/---

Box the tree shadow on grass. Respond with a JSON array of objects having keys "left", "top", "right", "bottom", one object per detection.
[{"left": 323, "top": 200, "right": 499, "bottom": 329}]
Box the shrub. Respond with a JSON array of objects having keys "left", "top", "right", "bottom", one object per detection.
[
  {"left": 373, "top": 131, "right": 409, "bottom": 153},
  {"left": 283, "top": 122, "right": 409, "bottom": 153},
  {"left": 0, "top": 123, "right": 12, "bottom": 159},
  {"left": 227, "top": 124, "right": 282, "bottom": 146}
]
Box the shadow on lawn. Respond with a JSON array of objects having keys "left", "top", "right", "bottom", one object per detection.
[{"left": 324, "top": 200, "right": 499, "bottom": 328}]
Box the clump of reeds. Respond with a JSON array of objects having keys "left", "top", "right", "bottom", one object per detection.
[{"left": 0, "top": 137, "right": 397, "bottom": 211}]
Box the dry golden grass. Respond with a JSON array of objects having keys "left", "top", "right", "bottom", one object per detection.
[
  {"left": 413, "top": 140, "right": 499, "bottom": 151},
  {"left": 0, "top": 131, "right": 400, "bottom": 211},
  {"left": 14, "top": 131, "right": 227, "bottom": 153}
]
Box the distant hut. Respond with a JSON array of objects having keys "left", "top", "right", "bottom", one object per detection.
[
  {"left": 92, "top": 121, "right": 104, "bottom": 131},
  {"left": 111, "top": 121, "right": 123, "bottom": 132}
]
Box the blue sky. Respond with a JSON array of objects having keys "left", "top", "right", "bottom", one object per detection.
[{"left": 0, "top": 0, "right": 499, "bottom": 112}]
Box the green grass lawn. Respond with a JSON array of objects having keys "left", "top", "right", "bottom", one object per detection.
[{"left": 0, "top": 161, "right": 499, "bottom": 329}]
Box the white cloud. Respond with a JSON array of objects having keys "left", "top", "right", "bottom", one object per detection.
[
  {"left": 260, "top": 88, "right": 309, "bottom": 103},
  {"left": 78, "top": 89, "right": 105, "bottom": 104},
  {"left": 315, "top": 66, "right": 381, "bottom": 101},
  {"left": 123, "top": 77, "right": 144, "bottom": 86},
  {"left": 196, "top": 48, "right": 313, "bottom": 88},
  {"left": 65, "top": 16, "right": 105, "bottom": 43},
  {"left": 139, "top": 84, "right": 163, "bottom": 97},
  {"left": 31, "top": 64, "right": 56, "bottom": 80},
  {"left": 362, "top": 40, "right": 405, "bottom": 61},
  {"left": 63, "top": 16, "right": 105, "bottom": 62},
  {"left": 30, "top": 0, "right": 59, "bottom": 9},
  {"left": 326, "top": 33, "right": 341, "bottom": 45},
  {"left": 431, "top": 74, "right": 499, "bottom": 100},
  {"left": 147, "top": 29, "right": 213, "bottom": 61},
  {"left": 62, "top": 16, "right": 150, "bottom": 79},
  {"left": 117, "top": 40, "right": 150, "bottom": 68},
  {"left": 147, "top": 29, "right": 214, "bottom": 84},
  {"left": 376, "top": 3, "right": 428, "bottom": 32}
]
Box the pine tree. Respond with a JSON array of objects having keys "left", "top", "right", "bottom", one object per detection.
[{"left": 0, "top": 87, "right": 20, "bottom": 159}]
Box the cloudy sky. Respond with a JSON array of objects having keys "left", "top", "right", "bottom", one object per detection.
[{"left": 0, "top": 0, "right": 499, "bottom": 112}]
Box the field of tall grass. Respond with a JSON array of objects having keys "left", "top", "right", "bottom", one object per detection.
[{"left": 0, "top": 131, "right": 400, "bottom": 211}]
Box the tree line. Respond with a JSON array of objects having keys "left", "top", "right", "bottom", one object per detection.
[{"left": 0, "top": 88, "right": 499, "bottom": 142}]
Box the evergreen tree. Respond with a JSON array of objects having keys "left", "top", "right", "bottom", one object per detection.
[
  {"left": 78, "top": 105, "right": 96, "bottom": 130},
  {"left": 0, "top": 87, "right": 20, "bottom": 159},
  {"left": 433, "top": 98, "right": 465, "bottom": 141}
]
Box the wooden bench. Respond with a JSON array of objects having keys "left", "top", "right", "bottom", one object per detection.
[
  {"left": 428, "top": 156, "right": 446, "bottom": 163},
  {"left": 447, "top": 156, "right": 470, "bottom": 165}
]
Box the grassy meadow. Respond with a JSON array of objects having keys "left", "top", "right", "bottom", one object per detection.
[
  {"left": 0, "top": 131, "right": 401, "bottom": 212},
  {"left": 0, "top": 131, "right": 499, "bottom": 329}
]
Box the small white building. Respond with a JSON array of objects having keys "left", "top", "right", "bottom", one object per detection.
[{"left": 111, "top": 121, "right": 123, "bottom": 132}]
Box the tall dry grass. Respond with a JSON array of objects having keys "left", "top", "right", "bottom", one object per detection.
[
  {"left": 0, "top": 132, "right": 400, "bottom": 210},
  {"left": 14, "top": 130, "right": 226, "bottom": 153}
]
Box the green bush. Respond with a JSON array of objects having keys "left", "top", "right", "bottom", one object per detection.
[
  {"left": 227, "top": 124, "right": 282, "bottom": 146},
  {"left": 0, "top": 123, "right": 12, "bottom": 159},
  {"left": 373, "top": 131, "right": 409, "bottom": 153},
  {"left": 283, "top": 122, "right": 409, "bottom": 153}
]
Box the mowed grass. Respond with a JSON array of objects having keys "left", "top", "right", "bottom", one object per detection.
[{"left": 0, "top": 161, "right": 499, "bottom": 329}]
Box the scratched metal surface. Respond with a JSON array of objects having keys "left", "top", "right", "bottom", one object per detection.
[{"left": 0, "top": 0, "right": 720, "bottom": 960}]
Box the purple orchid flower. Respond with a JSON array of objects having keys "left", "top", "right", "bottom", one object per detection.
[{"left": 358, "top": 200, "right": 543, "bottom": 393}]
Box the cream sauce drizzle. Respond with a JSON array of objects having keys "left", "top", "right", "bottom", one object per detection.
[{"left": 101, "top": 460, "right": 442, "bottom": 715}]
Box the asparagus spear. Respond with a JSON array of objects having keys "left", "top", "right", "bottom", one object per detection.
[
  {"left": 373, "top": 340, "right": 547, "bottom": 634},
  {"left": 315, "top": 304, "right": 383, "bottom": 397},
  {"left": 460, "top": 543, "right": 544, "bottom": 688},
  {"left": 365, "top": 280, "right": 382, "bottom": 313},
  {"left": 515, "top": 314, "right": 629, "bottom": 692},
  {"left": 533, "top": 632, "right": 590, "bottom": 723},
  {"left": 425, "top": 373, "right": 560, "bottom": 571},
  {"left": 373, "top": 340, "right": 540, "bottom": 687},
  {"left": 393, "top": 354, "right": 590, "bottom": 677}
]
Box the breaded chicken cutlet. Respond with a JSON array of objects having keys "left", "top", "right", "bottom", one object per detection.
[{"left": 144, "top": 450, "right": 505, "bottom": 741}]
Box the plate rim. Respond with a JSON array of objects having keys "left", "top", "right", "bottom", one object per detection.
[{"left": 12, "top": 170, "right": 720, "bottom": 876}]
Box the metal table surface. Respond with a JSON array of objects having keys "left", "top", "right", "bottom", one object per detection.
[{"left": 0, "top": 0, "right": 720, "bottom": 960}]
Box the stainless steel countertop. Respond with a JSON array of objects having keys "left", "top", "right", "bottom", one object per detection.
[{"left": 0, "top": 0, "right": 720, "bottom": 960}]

\---

| TASK DETAILS |
Please list every line above that contains the word "shadow", copying each one in full.

| THE RESULT |
Box the tree shadow on grass. Respond with a JSON array of objects having keys "left", "top", "right", "bottom", one object per detection.
Box the shadow on lawn. Respond with a JSON array of objects having keys "left", "top", "right", "bottom", one object per detection.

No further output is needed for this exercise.